In my opinion, nurses are some of the most competent and capable people around. They are right up close and personal with the patients so they can spot problems immediately and, in many cases, take steps to solve them. They also know when a problem is beyond their ability and are not afraid to call for help.

I remember one rainy day in the springtime when my brother Haik and I were sitting around the marina office drinking coffee. We couldn’t launch boats nor step masts because the brakes on the travel lift tended to slip when wet and stepping masts call for fraction of an inch precision. The phone rang and it was a “Mayday” call from two nurses who were dating a couple of guys that kept their boats in the marina. We knew it must be serious because otherwise, they would have called their boyfriends.

——————————

• Problems and tasks
**A)** Please output the marina anecdote word for word from "In my opinion, nurses" to "call for help.".
**B)** Answer these questions using the marina anecdote:
(i) According to the opening paragraph, what are nurses not afraid to do when a problem is beyond their ability?
(ii) What on the travel lift tended to slip when wet?
(iii) Who placed the "Mayday" call to the marina office?
**C)** Carry the marina anecdote forward from its final sentence.

——————————

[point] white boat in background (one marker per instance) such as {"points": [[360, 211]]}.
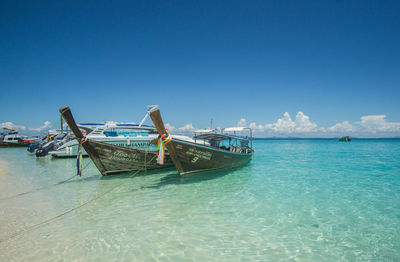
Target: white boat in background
{"points": [[11, 138]]}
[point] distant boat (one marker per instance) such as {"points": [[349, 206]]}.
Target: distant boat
{"points": [[111, 159], [11, 138], [208, 151], [345, 139]]}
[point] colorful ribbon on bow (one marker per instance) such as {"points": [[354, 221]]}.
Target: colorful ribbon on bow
{"points": [[162, 141], [79, 159]]}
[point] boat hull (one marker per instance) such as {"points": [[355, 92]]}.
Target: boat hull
{"points": [[70, 149], [195, 158], [10, 144], [112, 159]]}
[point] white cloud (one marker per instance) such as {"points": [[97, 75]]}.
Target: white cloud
{"points": [[242, 122], [370, 125], [187, 128], [286, 125], [378, 123], [342, 127], [12, 125], [46, 125], [170, 127], [257, 128]]}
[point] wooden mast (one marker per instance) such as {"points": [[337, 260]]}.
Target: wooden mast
{"points": [[66, 113], [159, 124]]}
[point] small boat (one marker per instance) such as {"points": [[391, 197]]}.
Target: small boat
{"points": [[11, 138], [110, 158], [208, 151], [345, 139]]}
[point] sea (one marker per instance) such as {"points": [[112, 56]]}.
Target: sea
{"points": [[297, 200]]}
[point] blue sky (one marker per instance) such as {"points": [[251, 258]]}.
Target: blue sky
{"points": [[257, 62]]}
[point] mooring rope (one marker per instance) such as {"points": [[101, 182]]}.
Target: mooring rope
{"points": [[29, 228], [45, 187]]}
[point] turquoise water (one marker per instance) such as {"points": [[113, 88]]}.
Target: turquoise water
{"points": [[298, 200]]}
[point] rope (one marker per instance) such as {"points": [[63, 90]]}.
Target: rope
{"points": [[45, 187], [29, 228], [162, 141]]}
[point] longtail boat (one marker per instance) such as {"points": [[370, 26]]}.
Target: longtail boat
{"points": [[208, 151], [345, 139], [111, 159]]}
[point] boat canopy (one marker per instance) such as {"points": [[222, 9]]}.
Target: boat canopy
{"points": [[217, 137], [204, 130], [236, 129]]}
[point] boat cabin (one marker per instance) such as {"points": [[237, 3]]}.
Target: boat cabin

——————————

• Written responses
**A)**
In my opinion, nurses are some of the most competent and capable people around. They are right up close and personal with the patients so they can spot problems immediately and, in many cases, take steps to solve them. They also know when a problem is beyond their ability and are not afraid to call for help.

**B)**
(i) Call for help.
(ii) The brakes.
(iii) Two nurses who were dating a couple of guys that kept their boats in the marina.

**C)**
When we arrived at the house, we found a queen size box spring firmly wedged into a bend in the stairwell. Haik crawled over the top of it and I remained on the bottom. We ascertained that it was so tightly jammed in place that it would neither go up nor down. At the bottom of the stairwell was an old cast iron radiator about two feet high. I told Haik that I thought if I stood on the radiator, put my back to the box spring and gave a mighty heave while at the same time he gave a good hard yank on the top, it would either move or it wouldn’t. What did we have to lose?

OK, “On three, One, Two, Three.” THUMP, CRASH, CRUNCH! Next thing I knew I was sitting on my rear end on the floor looking up at the ceiling. After “You OK? Yeah, You OK? Yeah,” were exchanged, we ascertained that the radiator had just been sitting there, not connected to anything. I had knocked it through the sheetrock wall and the box spring had moved about two inches, just enough to go through the sheetrock halfway up the stairs! At this point, I gave the girls my credit card and told them to go out to lunch on us … and take your time.”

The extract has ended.